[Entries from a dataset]
══════════════════════════════
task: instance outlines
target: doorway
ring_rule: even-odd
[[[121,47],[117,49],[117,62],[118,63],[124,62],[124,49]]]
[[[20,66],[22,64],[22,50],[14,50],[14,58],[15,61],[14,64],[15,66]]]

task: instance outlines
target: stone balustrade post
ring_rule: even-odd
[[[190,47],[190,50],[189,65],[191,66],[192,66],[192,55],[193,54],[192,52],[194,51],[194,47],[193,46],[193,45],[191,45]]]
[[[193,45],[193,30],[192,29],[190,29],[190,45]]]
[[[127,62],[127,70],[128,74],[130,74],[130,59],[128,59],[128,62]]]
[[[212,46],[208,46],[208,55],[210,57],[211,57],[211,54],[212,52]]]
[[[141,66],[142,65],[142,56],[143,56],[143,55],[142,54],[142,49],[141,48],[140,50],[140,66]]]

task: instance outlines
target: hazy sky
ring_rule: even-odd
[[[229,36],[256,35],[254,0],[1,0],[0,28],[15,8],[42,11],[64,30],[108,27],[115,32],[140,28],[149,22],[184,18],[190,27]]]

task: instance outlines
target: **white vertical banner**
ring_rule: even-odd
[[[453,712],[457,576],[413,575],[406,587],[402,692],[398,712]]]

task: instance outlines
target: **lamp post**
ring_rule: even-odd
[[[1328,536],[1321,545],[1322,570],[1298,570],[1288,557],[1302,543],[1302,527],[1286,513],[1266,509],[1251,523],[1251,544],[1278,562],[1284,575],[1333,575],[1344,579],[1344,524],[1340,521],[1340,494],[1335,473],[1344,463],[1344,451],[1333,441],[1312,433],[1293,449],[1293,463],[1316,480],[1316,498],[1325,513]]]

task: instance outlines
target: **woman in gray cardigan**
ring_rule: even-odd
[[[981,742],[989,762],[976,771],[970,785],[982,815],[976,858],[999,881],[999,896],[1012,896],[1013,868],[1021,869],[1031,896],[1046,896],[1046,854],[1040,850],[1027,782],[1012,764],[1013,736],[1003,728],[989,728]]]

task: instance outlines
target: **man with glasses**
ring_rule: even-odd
══════════════════════════════
_Description of the task_: Give the entries again in full, exactly as they are written.

_Correct output_:
task: instance outlines
target: doorway
ring_rule: even-odd
[[[121,47],[117,49],[117,62],[118,63],[124,62],[124,49]]]
[[[20,66],[22,64],[22,50],[14,50],[14,58],[15,61],[14,64],[15,66]]]

task: instance outlines
target: stone balustrade post
ring_rule: even-odd
[[[190,47],[190,50],[189,65],[191,66],[192,66],[192,55],[193,54],[192,52],[194,51],[194,47],[193,46],[193,45],[191,45]]]
[[[193,45],[193,30],[192,29],[190,29],[190,45]]]
[[[127,62],[127,70],[128,74],[130,74],[130,59],[128,59],[128,62]]]
[[[212,46],[208,46],[208,55],[210,57],[211,57],[211,54],[212,52]]]
[[[141,66],[142,65],[142,56],[143,56],[143,55],[142,54],[142,49],[141,48],[140,50],[140,66]]]

task: instance outlines
target: hazy sky
ring_rule: even-odd
[[[229,36],[256,35],[254,0],[1,0],[0,28],[15,8],[42,11],[64,30],[108,27],[115,32],[140,28],[149,22],[184,18],[190,27]]]

task: instance outlines
target: **white vertical banner**
ring_rule: even-odd
[[[453,712],[457,576],[413,575],[406,587],[402,692],[398,712]]]

task: instance outlines
target: **lamp post**
ring_rule: even-odd
[[[1328,536],[1321,545],[1322,570],[1298,570],[1288,557],[1302,543],[1302,527],[1286,513],[1266,509],[1251,523],[1251,544],[1278,562],[1284,575],[1333,575],[1344,579],[1344,524],[1340,521],[1340,494],[1335,473],[1344,463],[1344,451],[1333,441],[1312,433],[1293,449],[1293,463],[1316,480],[1316,498],[1325,513]]]

task: instance outlines
target: **woman in gray cardigan**
ring_rule: even-odd
[[[981,742],[989,762],[976,771],[970,785],[982,815],[976,858],[999,881],[999,896],[1012,896],[1013,868],[1021,869],[1031,896],[1046,896],[1046,854],[1040,850],[1027,782],[1012,764],[1013,736],[1003,728],[989,728]]]

task: instance outlines
target: **man with glasses**
ring_rule: even-odd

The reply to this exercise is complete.